◆ 수행 과제 A ◆
아래 문서 발췌에서 "# 2️⃣ visit_area" 부분에서 시작해 "features = visit_area_df[['X_COORD', 'Y_COORD']].copy()" 부분에서 끝나는 구간을 한 글자도 바꾸지 말고 추출하세요.

=== 문서 발췌 ===

In [132]:
import pandas as pd
import numpy as np
import torch
from torch_geometric.data import HeteroData
from sklearn.preprocessing import StandardScaler


In [133]:
# 주요 파일 경로
move_path = "../data/VL_csv/move_with_new_id_final.csv"
travel_path = "tn_travel_processed.csv"
visit_area_path = "../data/VL_csv/visit_area_with_new_id_final.csv"

# 데이터 로딩
move_df = pd.read_csv(move_path)
travel_df = pd.read_csv(travel_path)
visit_area_df = pd.read_csv(visit_area_path)

In [134]:
import pandas as pd
import numpy as np
import torch
from sklearn.preprocessing import StandardScaler

# 2️⃣ visit_area feature 생성
visit_area_df['X_COORD'] = visit_area_df['X_COORD'].fillna(visit_area_df['X_COORD'].mean())
visit_area_df['Y_COORD'] = visit_area_df['Y_COORD'].fillna(visit_area_df['Y_COORD'].mean())
visit_area_df['VISIT_CHC_REASON_CD'] = visit_area_df['VISIT_CHC_REASON_CD'].fillna(0)
for col in ['DGSTFN', 'REVISIT_INTENTION', 'RCMDTN_INTENTION']:
    visit_area_df[col] = visit_area_df[col].fillna(3)

features = visit_area_df[['X_COORD', 'Y_COORD']].copy()
type_onehot = pd.get_dummies(visit_area_df['VISIT_AREA_TYPE_CD'], prefix='type')
reason_onehot = pd.get_dummies(visit_area_df['VISIT_CHC_REASON_CD'], prefix='reason')

=== 데이터셋 발췌 ===

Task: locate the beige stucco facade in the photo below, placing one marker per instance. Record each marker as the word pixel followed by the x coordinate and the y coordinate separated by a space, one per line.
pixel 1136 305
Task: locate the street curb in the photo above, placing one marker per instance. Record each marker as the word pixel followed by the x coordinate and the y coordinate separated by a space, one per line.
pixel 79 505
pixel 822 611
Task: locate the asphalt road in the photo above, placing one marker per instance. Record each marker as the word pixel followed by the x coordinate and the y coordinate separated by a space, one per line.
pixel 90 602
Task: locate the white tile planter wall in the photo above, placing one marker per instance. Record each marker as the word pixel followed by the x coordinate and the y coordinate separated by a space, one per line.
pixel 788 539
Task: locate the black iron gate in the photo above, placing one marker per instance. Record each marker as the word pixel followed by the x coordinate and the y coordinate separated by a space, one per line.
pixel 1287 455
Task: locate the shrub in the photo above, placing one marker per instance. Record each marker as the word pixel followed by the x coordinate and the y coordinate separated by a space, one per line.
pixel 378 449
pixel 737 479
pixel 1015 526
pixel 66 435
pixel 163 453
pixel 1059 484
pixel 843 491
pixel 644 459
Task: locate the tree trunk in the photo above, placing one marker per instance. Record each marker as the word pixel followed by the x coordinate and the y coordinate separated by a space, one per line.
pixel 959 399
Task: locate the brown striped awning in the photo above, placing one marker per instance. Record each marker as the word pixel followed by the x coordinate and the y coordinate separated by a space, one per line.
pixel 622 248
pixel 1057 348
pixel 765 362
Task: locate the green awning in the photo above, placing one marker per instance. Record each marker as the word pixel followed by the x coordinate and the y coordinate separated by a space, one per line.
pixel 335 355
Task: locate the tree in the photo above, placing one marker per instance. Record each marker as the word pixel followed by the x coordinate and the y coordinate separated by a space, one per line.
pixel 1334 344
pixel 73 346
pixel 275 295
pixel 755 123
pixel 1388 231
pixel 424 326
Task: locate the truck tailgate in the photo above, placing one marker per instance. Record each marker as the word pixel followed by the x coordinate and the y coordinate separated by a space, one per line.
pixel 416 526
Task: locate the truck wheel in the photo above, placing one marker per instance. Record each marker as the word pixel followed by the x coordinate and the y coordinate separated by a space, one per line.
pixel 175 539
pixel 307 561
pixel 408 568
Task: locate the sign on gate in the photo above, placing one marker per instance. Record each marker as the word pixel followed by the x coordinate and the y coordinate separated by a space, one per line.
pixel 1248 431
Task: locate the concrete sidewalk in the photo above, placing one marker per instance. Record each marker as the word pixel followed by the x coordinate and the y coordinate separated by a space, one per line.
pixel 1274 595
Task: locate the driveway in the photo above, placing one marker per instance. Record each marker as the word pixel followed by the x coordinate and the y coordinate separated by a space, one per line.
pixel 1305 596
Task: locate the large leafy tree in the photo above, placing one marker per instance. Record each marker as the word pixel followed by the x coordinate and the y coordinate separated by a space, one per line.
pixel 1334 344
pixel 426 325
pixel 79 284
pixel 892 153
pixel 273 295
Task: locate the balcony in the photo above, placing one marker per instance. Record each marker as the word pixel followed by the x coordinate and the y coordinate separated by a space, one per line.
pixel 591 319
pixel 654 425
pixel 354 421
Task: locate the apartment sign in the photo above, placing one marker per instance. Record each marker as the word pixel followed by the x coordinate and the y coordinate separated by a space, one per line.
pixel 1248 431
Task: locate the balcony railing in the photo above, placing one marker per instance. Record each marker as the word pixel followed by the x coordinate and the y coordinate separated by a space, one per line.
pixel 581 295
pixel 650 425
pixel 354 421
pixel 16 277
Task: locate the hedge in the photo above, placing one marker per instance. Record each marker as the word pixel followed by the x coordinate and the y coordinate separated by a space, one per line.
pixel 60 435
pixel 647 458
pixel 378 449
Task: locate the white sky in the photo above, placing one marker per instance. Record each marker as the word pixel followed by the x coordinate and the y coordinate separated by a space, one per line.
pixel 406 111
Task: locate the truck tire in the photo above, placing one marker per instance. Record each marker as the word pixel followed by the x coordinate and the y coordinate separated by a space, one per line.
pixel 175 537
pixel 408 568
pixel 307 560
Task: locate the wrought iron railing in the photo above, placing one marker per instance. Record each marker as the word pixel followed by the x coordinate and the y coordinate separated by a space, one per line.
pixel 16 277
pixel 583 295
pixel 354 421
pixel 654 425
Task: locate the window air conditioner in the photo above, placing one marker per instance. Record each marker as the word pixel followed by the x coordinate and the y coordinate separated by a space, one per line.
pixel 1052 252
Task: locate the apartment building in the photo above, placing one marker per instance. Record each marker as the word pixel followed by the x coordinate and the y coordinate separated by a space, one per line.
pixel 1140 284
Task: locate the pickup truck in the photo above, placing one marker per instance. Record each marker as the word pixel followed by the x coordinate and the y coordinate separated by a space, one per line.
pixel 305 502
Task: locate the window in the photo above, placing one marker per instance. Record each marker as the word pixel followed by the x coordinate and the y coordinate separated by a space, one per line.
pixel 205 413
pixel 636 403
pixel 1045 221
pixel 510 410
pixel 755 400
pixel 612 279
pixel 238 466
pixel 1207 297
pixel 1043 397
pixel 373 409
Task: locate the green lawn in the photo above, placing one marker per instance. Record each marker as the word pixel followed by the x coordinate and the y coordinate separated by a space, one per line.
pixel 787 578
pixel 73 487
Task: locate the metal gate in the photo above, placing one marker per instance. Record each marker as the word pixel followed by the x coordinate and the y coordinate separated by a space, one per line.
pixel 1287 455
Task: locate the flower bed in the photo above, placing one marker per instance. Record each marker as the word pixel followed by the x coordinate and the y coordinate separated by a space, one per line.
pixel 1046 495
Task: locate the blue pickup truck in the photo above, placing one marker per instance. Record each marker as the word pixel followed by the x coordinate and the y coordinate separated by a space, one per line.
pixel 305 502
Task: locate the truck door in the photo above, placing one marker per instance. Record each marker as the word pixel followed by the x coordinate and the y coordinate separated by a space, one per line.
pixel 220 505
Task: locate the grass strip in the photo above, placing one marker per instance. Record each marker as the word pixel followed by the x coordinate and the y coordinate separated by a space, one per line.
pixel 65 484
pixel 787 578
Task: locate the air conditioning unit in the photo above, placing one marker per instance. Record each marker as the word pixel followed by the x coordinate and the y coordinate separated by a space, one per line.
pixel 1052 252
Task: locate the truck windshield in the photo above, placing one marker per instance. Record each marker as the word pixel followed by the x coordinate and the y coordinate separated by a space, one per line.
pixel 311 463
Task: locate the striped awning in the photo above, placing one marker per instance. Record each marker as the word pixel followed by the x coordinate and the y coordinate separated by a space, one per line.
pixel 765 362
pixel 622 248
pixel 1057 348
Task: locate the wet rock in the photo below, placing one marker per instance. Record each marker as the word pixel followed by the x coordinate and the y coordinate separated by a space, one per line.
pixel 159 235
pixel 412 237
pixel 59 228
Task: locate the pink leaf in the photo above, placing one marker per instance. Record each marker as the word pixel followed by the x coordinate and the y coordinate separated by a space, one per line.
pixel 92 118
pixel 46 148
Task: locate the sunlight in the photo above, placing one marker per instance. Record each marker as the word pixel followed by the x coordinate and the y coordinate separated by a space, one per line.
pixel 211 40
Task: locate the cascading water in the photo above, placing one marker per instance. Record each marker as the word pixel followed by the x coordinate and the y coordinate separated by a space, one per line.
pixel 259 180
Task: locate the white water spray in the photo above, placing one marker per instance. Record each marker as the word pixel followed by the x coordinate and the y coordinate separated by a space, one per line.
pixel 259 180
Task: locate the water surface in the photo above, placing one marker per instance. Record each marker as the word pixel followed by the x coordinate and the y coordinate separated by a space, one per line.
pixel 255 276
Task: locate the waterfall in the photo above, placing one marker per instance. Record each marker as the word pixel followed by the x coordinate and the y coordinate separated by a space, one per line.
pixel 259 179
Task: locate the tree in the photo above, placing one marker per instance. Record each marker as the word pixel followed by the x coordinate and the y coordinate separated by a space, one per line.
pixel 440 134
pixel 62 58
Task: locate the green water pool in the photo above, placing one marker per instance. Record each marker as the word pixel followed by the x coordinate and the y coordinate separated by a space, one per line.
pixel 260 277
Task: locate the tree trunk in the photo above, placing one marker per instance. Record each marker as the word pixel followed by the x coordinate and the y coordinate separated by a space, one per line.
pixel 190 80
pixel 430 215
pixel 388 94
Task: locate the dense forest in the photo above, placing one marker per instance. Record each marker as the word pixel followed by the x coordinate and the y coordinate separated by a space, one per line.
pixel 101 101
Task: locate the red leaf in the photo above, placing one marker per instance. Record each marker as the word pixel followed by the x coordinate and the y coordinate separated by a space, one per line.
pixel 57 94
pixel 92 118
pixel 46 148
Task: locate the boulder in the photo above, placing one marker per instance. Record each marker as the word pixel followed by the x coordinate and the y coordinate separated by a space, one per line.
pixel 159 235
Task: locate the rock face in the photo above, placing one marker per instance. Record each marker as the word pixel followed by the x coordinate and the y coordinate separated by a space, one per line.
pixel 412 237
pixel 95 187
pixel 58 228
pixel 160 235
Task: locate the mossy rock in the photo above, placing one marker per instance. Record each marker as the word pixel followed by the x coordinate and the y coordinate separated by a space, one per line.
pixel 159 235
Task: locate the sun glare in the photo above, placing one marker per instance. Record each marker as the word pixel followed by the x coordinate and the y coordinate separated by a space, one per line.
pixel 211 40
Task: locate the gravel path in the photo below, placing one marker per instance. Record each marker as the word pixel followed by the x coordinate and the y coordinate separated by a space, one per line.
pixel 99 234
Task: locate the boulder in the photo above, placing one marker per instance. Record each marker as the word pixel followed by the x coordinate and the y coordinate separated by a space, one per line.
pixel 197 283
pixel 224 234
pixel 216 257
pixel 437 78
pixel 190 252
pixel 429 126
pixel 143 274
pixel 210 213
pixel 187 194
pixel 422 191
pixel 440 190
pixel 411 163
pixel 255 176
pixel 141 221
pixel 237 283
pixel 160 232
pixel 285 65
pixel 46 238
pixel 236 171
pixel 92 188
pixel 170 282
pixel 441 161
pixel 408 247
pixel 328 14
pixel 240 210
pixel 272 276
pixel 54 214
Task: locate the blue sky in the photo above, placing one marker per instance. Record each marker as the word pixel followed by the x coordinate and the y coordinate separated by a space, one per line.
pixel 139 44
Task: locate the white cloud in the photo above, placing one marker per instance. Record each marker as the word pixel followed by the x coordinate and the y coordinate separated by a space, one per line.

===

◆ 수행 과제 B ◆
위 레코드 중 "Task: locate the truck tire" 문구가 들어 있는 줄부터 "pixel 1140 284" 문구가 들어 있는 줄까지(양 끝 포함)만 골라, 레코드 하나당 한 행씩 input과 output 두 열로 된 CSV로 정리하세요. 각 레코드의 본문과 답은 큰따옴표로 감싼 필드 하나에 넣고, 줄바꿈은 공백으로 바꾸세요.

◆ 예상 답안 A ◆
# 2️⃣ visit_area feature 생성
visit_area_df['X_COORD'] = visit_area_df['X_COORD'].fillna(visit_area_df['X_COORD'].mean())
visit_area_df['Y_COORD'] = visit_area_df['Y_COORD'].fillna(visit_area_df['Y_COORD'].mean())
visit_area_df['VISIT_CHC_REASON_CD'] = visit_area_df['VISIT_CHC_REASON_CD'].fillna(0)
for col in ['DGSTFN', 'REVISIT_INTENTION', 'RCMDTN_INTENTION']:
    visit_area_df[col] = visit_area_df[col].fillna(3)

features = visit_area_df[['X_COORD', 'Y_COORD']].copy()

◆ 예상 답안 B ◆
input,output
"Task: locate the truck tire in the photo above, placing one marker per instance. Record each marker as the word pixel followed by the x coordinate and the y coordinate separated by a space, one per line.","pixel 175 537 pixel 408 568 pixel 307 560"
"Task: locate the wrought iron railing in the photo above, placing one marker per instance. Record each marker as the word pixel followed by the x coordinate and the y coordinate separated by a space, one per line.","pixel 16 277 pixel 583 295 pixel 354 421 pixel 654 425"
"Task: locate the window air conditioner in the photo above, placing one marker per instance. Record each marker as the word pixel followed by the x coordinate and the y coordinate separated by a space, one per line.","pixel 1052 252"
"Task: locate the apartment building in the photo above, placing one marker per instance. Record each marker as the word pixel followed by the x coordinate and the y coordinate separated by a space, one per line.","pixel 1140 284"